## Text for analysis
——

So why cut what's clearly working? The culprits vary depending on who you talk to. Shifts in budget priorities within the school system and across the state played a big role, along with changing neighborhood demographics that have complicated the CPC's mission of helping low-income children.

Pie chart showing enrollmentReynolds lays much of the blame on the push to end "social promotion" - the practice of advancing children to the next grade despite failing grades - that marked the Chicago Public Schools in the late 1990s and early 2000s. This was when Paul Vallas and then Arne Duncan were leading the schools. "It was a decision made by Vallas and continued by Duncan," Reynolds said. "It ended up being a huge mistake." The school district spent "hundreds of millions" on remedial efforts that had little effect on students' progress, he said, siphoning money away from early education.

Bowman, who arrived as CPS's chief early education officer in 2004, gave a couple of reasons for the closing of centers. One, she said, was the newfound emphasis on literacy instruction that came in the early part of this decade before she came on board. As officials looked at how to allocate the schools' money, Bowman said, "The Title I funds for literacy grew, and the Title I funds for early childhood shrank."

In addition, the comprehensive services demanded by the centers - which had expanded to full-day programs, and included head coordinators and community representatives -- began to look too expensive given the changing populations they were serving.

The actual cost per child of running a CPC has varied over the years, depending on services offered and whether the centers ran full- or half-day programs. In Reynolds' cost-benefit analysis in 2001, the program cost $6,730 per child (which Reynolds says is $8,700 in 2007 dollars). But Bowman said that when she arrived, they cost $17,000 per child.

"I frankly wouldn't have worried unduly about that," Bowman told us, "because the children we were serving were at considerable risk and it would have been good use of the money." But it was getting harder to be sure of exactly whose children were, in fact, at considerable risk. Inner-city neighborhoods were starting to gentrify, she said, which meant that the demographics of the neighborhoods around Title I schools included fewer families in poverty. Because the program is structured to be available to any family in a Title I district, some families who wouldn't qualify as poor were enrolling their children in CPCs.

"Arthur makes a very good case that the CPC requires all of its pieces," Bowman said, referring to Reynolds' research. "And he may be absolutely right. But since I was stuck having to de-fund some of it, I thought I'd feel better if I was de-funding the things that gave us the least bang for our buck" in terms of serving the most at-risk children.

Paula Cottone, deputy chief early childhood officer who taught in a CPC many years ago, stressed that closing some of the centers did not mean that children went without preschool. They were sent to state-funded pre-K or other centers in the Chicago system. "It wasn't like, we're closing, you're gone," she said. "All the children who were left were transitioned from one to another."

Still, the closures have released bitter feelings. A 2005 article in Rethinking Schools reported parents protesting the closure of 8 centers on the south and west sides of the city. David Kirp interviewed several CPC teachers for his book, The Sandbox Investment: The Preschool Movement and Kids-First Politics. One was Barbara Tchaou, then a head teacher for Von Humboldt CPC who eventually left. "They are amputating every part until soon the heart will have disappeared and they can get rid of it entirely," she told Kirp.

——

## Activity
Repeat, word for word, the part of the article above on closing Chicago's Child-Parent Centers that starts at "In addition, the" and stops after "they were serving.".

## Data shown
——

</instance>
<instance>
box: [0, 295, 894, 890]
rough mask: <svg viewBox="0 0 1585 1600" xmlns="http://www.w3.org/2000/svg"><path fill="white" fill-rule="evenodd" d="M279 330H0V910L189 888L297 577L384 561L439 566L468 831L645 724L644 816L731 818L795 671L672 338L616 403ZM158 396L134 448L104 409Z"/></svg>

——

## Exercise output
In addition, the comprehensive services demanded by the centers - which had expanded to full-day programs, and included head coordinators and community representatives -- began to look too expensive given the changing populations they were serving.